Given exercise:
Copy out the lines of the records word for word, starting at the line that contains "Should you be willing to segment every instance of the sandy" and ending at the line that contains "M 472 266 L". Include both of those lines.

Data excerpts:
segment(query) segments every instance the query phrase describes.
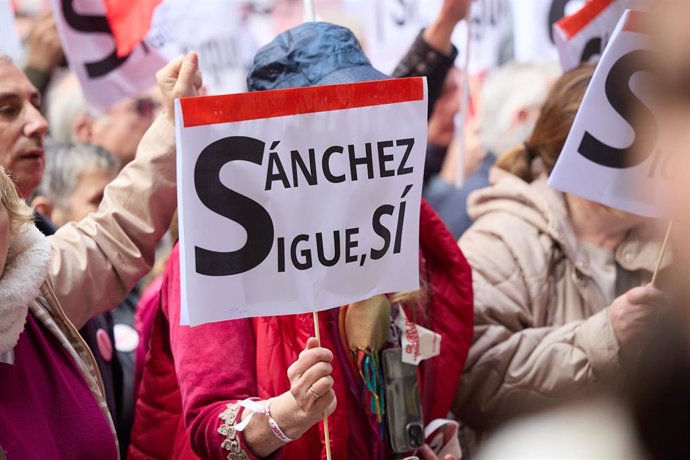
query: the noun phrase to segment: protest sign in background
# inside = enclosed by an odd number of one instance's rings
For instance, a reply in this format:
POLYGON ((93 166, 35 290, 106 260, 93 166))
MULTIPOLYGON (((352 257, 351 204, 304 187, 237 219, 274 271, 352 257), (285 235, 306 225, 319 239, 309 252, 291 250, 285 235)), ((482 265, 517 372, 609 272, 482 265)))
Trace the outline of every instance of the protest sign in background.
POLYGON ((669 152, 658 149, 648 107, 649 37, 644 13, 626 11, 597 65, 549 185, 644 216, 663 209, 669 152), (647 74, 647 75, 645 75, 647 74), (648 82, 648 81, 647 81, 648 82))
POLYGON ((91 110, 103 112, 125 97, 155 85, 155 74, 178 53, 161 40, 145 39, 118 57, 103 0, 53 0, 53 12, 70 68, 79 78, 91 110))
POLYGON ((598 60, 625 10, 635 5, 642 6, 634 0, 590 0, 558 21, 553 33, 563 71, 598 60))
POLYGON ((176 104, 182 322, 418 289, 421 78, 176 104))

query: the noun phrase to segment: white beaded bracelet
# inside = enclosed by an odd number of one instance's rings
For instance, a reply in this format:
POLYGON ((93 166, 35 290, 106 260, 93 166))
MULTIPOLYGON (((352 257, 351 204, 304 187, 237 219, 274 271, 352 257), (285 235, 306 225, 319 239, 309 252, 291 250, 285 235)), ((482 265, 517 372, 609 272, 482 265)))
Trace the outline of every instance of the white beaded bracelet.
POLYGON ((266 421, 268 421, 268 426, 271 429, 271 433, 273 435, 280 439, 284 443, 292 442, 294 439, 288 437, 283 430, 280 429, 280 426, 278 426, 278 423, 275 421, 273 417, 271 417, 271 403, 273 402, 273 398, 268 400, 268 403, 264 406, 262 404, 259 404, 256 401, 253 401, 251 399, 245 399, 244 401, 240 401, 238 404, 248 411, 250 411, 250 414, 244 418, 240 423, 235 425, 235 429, 237 431, 243 431, 247 425, 249 425, 249 422, 251 421, 252 417, 254 414, 263 414, 263 416, 266 418, 266 421))

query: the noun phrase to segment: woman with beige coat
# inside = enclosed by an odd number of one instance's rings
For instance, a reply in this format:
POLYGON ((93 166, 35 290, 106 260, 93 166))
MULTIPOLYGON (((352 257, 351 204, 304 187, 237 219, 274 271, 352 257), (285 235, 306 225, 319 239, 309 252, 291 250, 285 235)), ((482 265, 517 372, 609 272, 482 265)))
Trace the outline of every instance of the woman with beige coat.
POLYGON ((651 223, 546 183, 592 72, 554 84, 528 142, 469 200, 475 223, 459 244, 475 333, 455 407, 476 431, 615 385, 663 301, 646 285, 660 249, 651 223))

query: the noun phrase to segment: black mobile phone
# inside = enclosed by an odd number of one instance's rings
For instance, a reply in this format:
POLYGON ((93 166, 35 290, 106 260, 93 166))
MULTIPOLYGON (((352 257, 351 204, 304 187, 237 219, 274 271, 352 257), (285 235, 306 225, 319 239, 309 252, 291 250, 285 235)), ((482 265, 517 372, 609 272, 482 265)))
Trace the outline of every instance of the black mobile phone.
POLYGON ((402 349, 382 353, 386 390, 386 423, 391 449, 409 452, 424 445, 424 420, 417 366, 402 362, 402 349))

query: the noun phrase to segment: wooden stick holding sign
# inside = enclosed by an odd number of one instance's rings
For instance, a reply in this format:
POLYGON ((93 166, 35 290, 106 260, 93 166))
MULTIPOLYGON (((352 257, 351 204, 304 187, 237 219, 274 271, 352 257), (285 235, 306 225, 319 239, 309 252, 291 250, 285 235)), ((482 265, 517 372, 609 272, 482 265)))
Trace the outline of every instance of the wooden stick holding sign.
MULTIPOLYGON (((319 312, 314 312, 314 335, 321 346, 321 331, 319 330, 319 312)), ((328 430, 328 415, 323 416, 323 437, 326 441, 326 460, 331 460, 331 433, 328 430)))
POLYGON ((657 278, 659 277, 659 272, 661 271, 661 263, 664 260, 664 254, 666 253, 666 247, 671 239, 671 229, 673 228, 673 221, 668 223, 668 228, 666 229, 666 236, 664 237, 664 243, 661 245, 661 251, 659 251, 659 258, 656 261, 656 267, 654 268, 654 275, 652 275, 652 286, 656 287, 657 278))

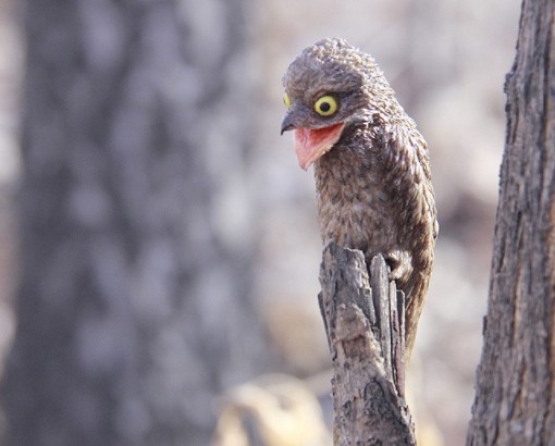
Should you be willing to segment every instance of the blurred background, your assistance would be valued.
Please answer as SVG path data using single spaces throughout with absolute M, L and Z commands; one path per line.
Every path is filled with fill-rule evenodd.
M 519 7 L 0 0 L 4 444 L 331 444 L 313 177 L 279 134 L 281 76 L 323 37 L 428 140 L 410 407 L 420 444 L 464 444 Z

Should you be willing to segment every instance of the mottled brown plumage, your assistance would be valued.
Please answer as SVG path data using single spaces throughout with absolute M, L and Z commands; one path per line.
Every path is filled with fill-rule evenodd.
M 362 250 L 367 262 L 384 255 L 407 296 L 408 358 L 437 235 L 425 141 L 374 60 L 344 40 L 305 49 L 283 85 L 282 133 L 295 129 L 300 165 L 314 164 L 322 239 Z

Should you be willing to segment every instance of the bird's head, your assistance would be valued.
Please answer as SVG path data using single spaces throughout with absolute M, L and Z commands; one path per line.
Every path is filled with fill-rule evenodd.
M 305 49 L 282 83 L 287 112 L 281 132 L 294 131 L 304 170 L 331 150 L 347 127 L 372 114 L 375 88 L 390 89 L 374 60 L 341 39 Z

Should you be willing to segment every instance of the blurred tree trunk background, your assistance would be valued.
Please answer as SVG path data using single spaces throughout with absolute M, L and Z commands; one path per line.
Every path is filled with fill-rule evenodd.
M 205 446 L 213 397 L 268 370 L 244 8 L 26 2 L 8 444 Z
M 555 444 L 554 20 L 522 2 L 469 446 Z

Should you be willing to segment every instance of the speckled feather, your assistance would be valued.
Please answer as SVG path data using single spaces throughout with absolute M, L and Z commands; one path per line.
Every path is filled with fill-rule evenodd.
M 346 125 L 333 148 L 314 162 L 322 239 L 378 252 L 407 296 L 407 359 L 432 271 L 437 236 L 430 161 L 423 137 L 395 99 L 374 60 L 346 41 L 324 39 L 307 48 L 283 76 L 296 127 Z M 322 95 L 338 111 L 317 114 Z

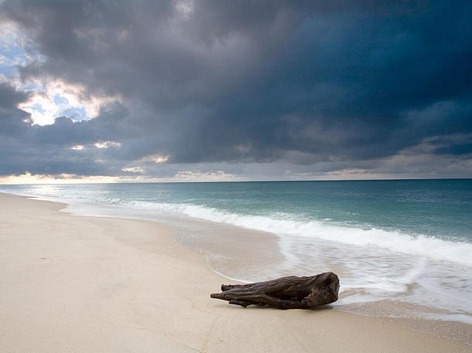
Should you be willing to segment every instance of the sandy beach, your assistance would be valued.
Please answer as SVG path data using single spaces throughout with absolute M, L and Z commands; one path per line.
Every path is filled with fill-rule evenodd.
M 470 352 L 329 308 L 243 308 L 172 230 L 0 194 L 0 352 Z

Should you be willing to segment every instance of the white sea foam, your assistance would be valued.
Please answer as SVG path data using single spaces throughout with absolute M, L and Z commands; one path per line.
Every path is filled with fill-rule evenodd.
M 472 266 L 472 244 L 423 235 L 413 236 L 375 228 L 362 228 L 316 220 L 282 219 L 225 212 L 189 204 L 133 202 L 133 207 L 172 212 L 279 236 L 312 237 L 357 246 L 376 246 L 389 251 Z

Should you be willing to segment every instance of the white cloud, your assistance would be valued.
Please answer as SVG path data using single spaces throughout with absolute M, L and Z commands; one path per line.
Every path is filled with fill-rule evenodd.
M 153 154 L 148 156 L 141 159 L 143 162 L 154 162 L 154 163 L 164 163 L 166 162 L 170 158 L 170 156 L 160 156 L 159 154 Z
M 126 168 L 122 168 L 123 172 L 129 172 L 132 173 L 142 173 L 144 172 L 144 170 L 140 166 L 128 166 Z
M 121 147 L 121 144 L 114 141 L 100 141 L 96 142 L 94 146 L 98 148 L 108 148 L 110 147 L 118 148 Z

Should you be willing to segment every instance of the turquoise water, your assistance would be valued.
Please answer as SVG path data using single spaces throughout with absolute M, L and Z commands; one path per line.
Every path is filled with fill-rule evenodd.
M 269 232 L 286 261 L 258 278 L 336 268 L 344 294 L 339 305 L 392 300 L 472 322 L 472 180 L 0 186 L 2 191 L 81 206 L 87 214 L 204 220 Z M 247 274 L 237 276 L 254 280 Z

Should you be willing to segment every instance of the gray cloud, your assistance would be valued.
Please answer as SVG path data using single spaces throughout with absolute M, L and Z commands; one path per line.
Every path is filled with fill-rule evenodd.
M 448 137 L 472 133 L 469 2 L 0 6 L 41 56 L 19 68 L 23 80 L 59 79 L 120 102 L 92 120 L 32 126 L 16 108 L 28 94 L 4 84 L 0 174 L 119 175 L 138 162 L 155 175 L 176 164 L 373 168 L 432 137 L 442 141 L 433 161 L 472 153 Z M 100 140 L 121 147 L 94 148 Z M 168 165 L 142 161 L 151 154 Z

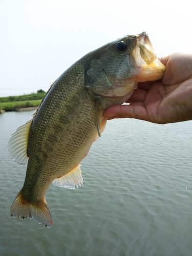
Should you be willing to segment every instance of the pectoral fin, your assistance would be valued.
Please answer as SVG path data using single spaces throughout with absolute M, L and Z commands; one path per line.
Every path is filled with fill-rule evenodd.
M 9 140 L 9 152 L 18 164 L 24 165 L 28 159 L 27 145 L 32 120 L 33 119 L 30 120 L 24 125 L 19 127 Z
M 67 174 L 55 179 L 52 183 L 57 187 L 74 189 L 75 186 L 78 187 L 78 185 L 80 186 L 81 183 L 82 184 L 83 181 L 81 170 L 78 164 Z

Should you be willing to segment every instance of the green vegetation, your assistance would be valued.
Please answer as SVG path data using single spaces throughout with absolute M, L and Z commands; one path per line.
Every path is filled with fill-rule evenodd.
M 4 110 L 7 111 L 22 108 L 38 106 L 46 94 L 44 91 L 39 90 L 37 93 L 0 97 L 0 111 Z

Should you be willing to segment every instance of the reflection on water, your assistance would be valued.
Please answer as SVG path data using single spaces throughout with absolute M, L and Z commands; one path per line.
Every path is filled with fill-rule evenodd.
M 11 217 L 26 166 L 8 140 L 33 112 L 0 115 L 1 255 L 190 255 L 192 122 L 108 122 L 81 162 L 83 185 L 51 185 L 53 226 Z

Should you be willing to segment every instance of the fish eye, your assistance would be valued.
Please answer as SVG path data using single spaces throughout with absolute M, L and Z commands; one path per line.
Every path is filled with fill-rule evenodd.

Final answer:
Should you be willing to segment every instance of the sandy beach, your assistance would be valued.
Please answer as SVG path data using single spaces throughout with absolute M, L and Z commands; one path per line.
Every path is filled with fill-rule evenodd.
M 470 352 L 329 308 L 243 308 L 172 230 L 0 194 L 0 352 Z

Should you be willing to segment every instance of the white sea foam, your assistance would be valued.
Please answer as SVG path data using single spaces throughout with absolute M, L and Z commands; one path per line.
Every path is filled with fill-rule evenodd.
M 472 266 L 472 244 L 423 235 L 413 236 L 375 228 L 362 228 L 316 220 L 282 219 L 225 212 L 189 204 L 133 202 L 133 207 L 172 212 L 279 236 L 312 237 L 357 246 L 376 246 L 389 251 Z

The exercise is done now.